Amazing stuff! What a remarkable man, and what a career he had. I teach history, but if I had it all to do over again I think I would have gone into some Wilson-influenced biological field. I’ve read most of Wilson’s more popular books and a couple of his more technical ones. I’ll definitely read Thomas, thanks to your suggestion. The microscopic world is a fascinating universe. I hope it becomes a bigger part of INaturalist in the future. Thanks so much!!
Probably not, sadly. Optics are a very mature field (compared to consumer electronics) and interest in microscopes is comparably low, so it wouldn’t make sense, economically, to invest all the money into manufacturing technology to make them cheaper when universities and research labs are happy to pay current prices.

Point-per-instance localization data

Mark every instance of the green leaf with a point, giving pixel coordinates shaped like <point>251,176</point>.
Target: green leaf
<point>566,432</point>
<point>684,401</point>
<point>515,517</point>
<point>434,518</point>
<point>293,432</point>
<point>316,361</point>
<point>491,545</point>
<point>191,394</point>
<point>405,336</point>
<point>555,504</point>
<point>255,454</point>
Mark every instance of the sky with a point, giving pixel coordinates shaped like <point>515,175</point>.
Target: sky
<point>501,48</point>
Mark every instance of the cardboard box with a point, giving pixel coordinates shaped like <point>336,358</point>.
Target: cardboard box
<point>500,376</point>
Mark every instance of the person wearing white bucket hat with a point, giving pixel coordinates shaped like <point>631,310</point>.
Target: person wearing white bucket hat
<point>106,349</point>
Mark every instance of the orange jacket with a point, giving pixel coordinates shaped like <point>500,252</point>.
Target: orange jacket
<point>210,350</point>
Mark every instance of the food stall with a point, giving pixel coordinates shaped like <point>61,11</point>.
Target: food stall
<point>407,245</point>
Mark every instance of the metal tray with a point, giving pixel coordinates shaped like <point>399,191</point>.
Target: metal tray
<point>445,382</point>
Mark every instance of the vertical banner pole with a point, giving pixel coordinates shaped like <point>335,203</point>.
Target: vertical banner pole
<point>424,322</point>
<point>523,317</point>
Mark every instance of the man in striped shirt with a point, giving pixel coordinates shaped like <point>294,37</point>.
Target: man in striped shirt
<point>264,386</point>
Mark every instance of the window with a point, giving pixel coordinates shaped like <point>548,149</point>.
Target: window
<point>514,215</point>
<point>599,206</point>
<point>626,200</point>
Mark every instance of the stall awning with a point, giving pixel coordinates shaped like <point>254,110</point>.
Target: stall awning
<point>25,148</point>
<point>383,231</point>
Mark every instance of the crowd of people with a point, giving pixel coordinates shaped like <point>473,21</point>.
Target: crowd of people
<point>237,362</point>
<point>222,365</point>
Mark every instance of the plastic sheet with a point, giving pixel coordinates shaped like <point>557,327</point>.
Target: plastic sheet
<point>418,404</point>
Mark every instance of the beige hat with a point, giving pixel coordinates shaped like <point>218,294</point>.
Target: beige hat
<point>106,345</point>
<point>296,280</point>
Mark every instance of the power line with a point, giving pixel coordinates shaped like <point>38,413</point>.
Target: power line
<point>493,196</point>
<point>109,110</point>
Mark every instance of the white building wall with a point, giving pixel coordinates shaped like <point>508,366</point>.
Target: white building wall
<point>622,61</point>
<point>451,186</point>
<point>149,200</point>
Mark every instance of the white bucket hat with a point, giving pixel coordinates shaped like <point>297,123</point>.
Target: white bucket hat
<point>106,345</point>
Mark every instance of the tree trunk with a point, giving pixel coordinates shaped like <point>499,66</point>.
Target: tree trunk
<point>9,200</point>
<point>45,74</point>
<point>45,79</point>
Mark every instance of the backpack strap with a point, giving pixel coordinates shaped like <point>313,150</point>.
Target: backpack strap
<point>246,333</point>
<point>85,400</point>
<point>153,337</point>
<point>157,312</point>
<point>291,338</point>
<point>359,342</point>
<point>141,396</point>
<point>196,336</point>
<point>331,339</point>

* PROBLEMS TO WORK ON
1 - Retype the forum comments about microscopes between "Amazing stuff! What" and "Thanks so much!!", inclusive.
2 - Write what comes next in the forum comments about microscopes, picking up after their final sentence.

* RESULTS BY TASK
1 -
Amazing stuff! What a remarkable man, and what a career he had. I teach history, but if I had it all to do over again I think I would have gone into some Wilson-influenced biological field. I’ve read most of Wilson’s more popular books and a couple of his more technical ones. I’ll definitely read Thomas, thanks to your suggestion. The microscopic world is a fascinating universe. I hope it becomes a bigger part of INaturalist in the future. Thanks so much!!

2 -
Even with the best microscopes, most prokaryotes stay very hard to identify. At that small scale, there’s simply a limited amount of shapes you can have. If you are lucky, you’d at least need colony morphology, reaction to some stains (gram stain, for example) and other chemicals, behaviour under different microscopic settings (phase contrast, fluorescent, etc.), and/or information on metabolical pathways, but for many you need genome analysis for species level ID.
Interesting! You may be right about the microscope situation, but I just tried the Iphone 16 pro max, and checked out its “magnify” function, which was astonishing, and a good deal more powerful than my IPhone 13. I wouldn’t be surprised by incremental improvements that will aid in the observation of very small, if not microscopic organisms–mites, tardigrades and the like.
As for prokaryotes, I am totally in the dark! Thanks so much for the wonderful info!!
Well, much improvement in phone cameras comes from the sensors, software stuff, and the shrinking of other components allowing for more space for optical elements, rather than the lenses themselves. As microscopes themselves do not come with a sensor, there is no real improvement there. Secondly, microscopes operate far closer to the actual physical limits of what can be achieved than phone cameras. There is only so much optical magnification you can get. You will struggle to get good light microscopy images of E. coli now, in 10 years, and in 1000 years.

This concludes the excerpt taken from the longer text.